(Source records begins)

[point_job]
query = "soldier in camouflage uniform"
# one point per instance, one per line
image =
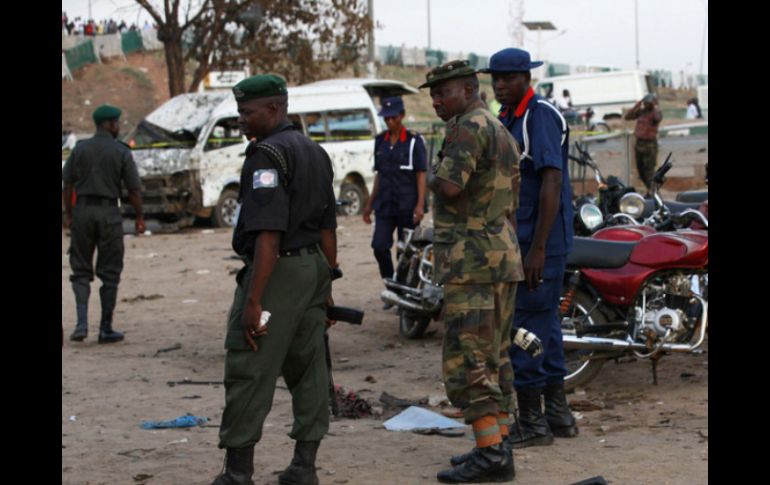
(477, 259)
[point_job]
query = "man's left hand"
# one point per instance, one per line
(419, 213)
(534, 262)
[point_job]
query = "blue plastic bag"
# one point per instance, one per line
(186, 421)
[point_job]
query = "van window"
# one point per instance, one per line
(225, 133)
(350, 125)
(297, 122)
(546, 90)
(316, 128)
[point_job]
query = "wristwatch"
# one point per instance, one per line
(336, 272)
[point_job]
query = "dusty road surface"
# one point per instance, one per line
(175, 293)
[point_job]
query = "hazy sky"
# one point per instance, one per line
(598, 32)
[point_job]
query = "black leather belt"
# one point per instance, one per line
(296, 252)
(95, 200)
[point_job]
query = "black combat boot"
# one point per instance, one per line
(459, 459)
(531, 428)
(489, 464)
(81, 328)
(239, 467)
(557, 413)
(106, 334)
(82, 290)
(301, 470)
(108, 295)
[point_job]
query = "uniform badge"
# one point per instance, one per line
(265, 178)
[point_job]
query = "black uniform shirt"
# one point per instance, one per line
(97, 165)
(299, 211)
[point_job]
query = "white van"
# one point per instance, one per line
(607, 93)
(189, 151)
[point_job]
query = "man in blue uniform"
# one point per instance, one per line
(398, 196)
(544, 230)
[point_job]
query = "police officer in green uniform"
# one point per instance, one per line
(286, 233)
(94, 170)
(477, 260)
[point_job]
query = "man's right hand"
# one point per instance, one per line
(139, 226)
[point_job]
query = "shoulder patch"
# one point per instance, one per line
(265, 178)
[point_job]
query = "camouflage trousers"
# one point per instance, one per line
(646, 159)
(478, 376)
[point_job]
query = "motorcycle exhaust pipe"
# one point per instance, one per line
(388, 296)
(574, 342)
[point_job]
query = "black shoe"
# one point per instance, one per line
(460, 459)
(301, 470)
(531, 427)
(79, 334)
(239, 467)
(109, 336)
(489, 464)
(557, 412)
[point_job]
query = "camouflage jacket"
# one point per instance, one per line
(474, 242)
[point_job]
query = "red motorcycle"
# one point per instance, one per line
(631, 289)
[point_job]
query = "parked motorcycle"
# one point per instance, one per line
(633, 290)
(419, 299)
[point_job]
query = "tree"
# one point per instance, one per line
(291, 37)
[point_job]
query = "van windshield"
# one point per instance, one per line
(146, 135)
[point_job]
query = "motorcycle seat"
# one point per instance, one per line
(423, 234)
(693, 196)
(598, 254)
(673, 206)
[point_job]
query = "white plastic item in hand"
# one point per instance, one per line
(263, 318)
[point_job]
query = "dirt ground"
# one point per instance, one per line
(177, 288)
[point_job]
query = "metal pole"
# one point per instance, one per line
(370, 65)
(371, 32)
(703, 46)
(429, 39)
(636, 21)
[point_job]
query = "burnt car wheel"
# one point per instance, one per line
(226, 212)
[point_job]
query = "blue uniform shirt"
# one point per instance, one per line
(543, 145)
(396, 166)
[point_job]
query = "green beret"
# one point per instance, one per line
(106, 112)
(445, 72)
(261, 86)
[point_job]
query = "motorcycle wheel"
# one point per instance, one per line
(411, 325)
(582, 365)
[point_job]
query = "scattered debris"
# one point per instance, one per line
(395, 402)
(141, 298)
(586, 405)
(169, 349)
(132, 453)
(449, 433)
(187, 380)
(351, 404)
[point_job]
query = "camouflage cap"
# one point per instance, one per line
(260, 86)
(105, 112)
(445, 72)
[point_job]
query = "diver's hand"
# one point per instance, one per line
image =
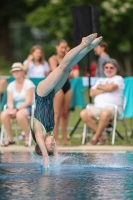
(46, 162)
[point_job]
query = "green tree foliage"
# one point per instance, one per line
(115, 19)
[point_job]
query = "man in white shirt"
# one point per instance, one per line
(107, 93)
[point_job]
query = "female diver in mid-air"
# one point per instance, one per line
(42, 130)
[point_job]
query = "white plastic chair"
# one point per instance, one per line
(121, 117)
(15, 127)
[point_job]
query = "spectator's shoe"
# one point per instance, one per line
(21, 136)
(101, 141)
(92, 142)
(7, 143)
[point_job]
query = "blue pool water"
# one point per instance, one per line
(73, 176)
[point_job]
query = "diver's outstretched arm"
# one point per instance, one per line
(57, 77)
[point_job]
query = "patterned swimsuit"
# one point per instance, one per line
(44, 111)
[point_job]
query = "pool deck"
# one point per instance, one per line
(83, 148)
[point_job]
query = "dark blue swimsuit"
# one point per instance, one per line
(44, 111)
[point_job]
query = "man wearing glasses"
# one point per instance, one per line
(107, 93)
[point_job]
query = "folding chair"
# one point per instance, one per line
(114, 121)
(16, 127)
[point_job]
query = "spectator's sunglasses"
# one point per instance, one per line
(109, 67)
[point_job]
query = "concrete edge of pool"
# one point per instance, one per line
(84, 148)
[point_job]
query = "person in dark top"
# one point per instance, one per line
(43, 125)
(63, 97)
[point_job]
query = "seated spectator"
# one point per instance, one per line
(35, 65)
(3, 84)
(20, 96)
(91, 68)
(107, 92)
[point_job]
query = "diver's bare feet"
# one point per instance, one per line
(88, 40)
(66, 142)
(57, 142)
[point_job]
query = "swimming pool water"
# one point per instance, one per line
(73, 176)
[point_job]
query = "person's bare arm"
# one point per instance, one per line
(52, 63)
(108, 87)
(28, 100)
(10, 101)
(10, 104)
(95, 92)
(29, 59)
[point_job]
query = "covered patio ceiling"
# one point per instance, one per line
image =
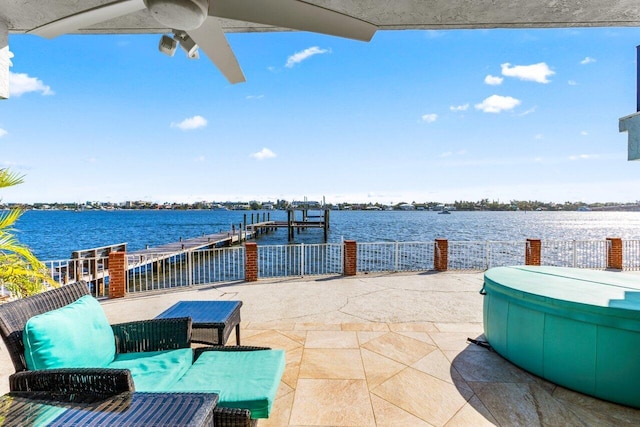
(23, 15)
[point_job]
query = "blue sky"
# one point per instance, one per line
(410, 116)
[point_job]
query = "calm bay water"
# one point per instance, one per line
(55, 234)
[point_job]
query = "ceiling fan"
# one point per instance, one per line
(195, 21)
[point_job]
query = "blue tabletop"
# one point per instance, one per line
(202, 311)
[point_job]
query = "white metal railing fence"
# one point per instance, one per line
(631, 254)
(394, 256)
(575, 253)
(481, 255)
(300, 260)
(94, 271)
(163, 271)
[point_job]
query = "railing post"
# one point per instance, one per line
(614, 253)
(441, 255)
(396, 260)
(190, 268)
(350, 258)
(533, 252)
(251, 262)
(117, 274)
(487, 254)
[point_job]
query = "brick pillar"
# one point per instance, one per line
(350, 258)
(117, 274)
(441, 255)
(614, 253)
(533, 252)
(251, 261)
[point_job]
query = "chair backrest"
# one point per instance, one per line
(14, 316)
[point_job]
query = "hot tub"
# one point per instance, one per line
(576, 328)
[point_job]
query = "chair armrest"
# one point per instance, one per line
(84, 381)
(152, 335)
(232, 417)
(199, 350)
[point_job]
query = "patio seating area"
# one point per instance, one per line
(382, 350)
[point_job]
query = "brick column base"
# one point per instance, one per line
(251, 261)
(441, 255)
(533, 252)
(614, 253)
(350, 258)
(117, 274)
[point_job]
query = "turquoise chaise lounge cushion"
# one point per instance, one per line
(243, 379)
(155, 370)
(77, 335)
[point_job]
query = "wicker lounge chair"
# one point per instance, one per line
(141, 336)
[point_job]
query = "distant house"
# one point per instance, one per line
(406, 207)
(310, 204)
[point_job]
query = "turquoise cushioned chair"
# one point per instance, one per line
(55, 352)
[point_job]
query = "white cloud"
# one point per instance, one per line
(535, 72)
(459, 107)
(497, 104)
(452, 153)
(21, 83)
(429, 118)
(529, 111)
(298, 57)
(190, 123)
(493, 80)
(265, 153)
(583, 157)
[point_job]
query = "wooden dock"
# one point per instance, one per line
(92, 265)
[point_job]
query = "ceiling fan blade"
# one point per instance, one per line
(212, 41)
(294, 14)
(87, 18)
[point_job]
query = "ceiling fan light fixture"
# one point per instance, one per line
(187, 43)
(167, 45)
(181, 14)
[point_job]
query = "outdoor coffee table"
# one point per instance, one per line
(125, 409)
(212, 321)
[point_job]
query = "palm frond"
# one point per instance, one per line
(9, 179)
(8, 219)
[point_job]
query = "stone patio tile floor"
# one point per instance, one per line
(353, 361)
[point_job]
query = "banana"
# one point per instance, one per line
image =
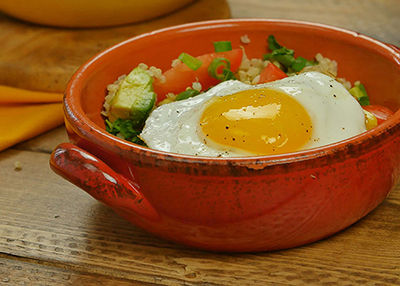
(88, 13)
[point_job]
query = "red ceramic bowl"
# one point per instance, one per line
(247, 204)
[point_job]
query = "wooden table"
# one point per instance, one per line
(52, 233)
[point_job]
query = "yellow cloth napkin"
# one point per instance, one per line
(25, 114)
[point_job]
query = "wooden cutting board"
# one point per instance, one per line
(44, 58)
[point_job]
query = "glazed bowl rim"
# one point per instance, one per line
(100, 136)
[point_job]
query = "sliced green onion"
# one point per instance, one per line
(272, 43)
(222, 46)
(360, 94)
(190, 61)
(186, 94)
(217, 66)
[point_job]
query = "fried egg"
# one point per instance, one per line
(235, 119)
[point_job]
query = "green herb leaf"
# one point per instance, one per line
(125, 128)
(217, 67)
(192, 62)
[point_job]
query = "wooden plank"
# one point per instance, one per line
(44, 58)
(46, 142)
(25, 272)
(45, 218)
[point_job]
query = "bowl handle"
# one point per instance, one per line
(99, 180)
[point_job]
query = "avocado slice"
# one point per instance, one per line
(134, 99)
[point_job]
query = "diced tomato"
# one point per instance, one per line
(178, 78)
(381, 113)
(271, 73)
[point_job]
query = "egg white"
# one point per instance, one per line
(334, 113)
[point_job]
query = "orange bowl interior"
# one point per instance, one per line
(359, 57)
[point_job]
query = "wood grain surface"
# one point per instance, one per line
(44, 58)
(52, 233)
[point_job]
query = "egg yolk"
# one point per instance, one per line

(Source records ends)

- What you should do
Scan the material above for the string "spectator" and report each line where you find it.

- Response to the task
query = "spectator's shoe"
query = "spectator's sunglasses"
query = "seated spectator"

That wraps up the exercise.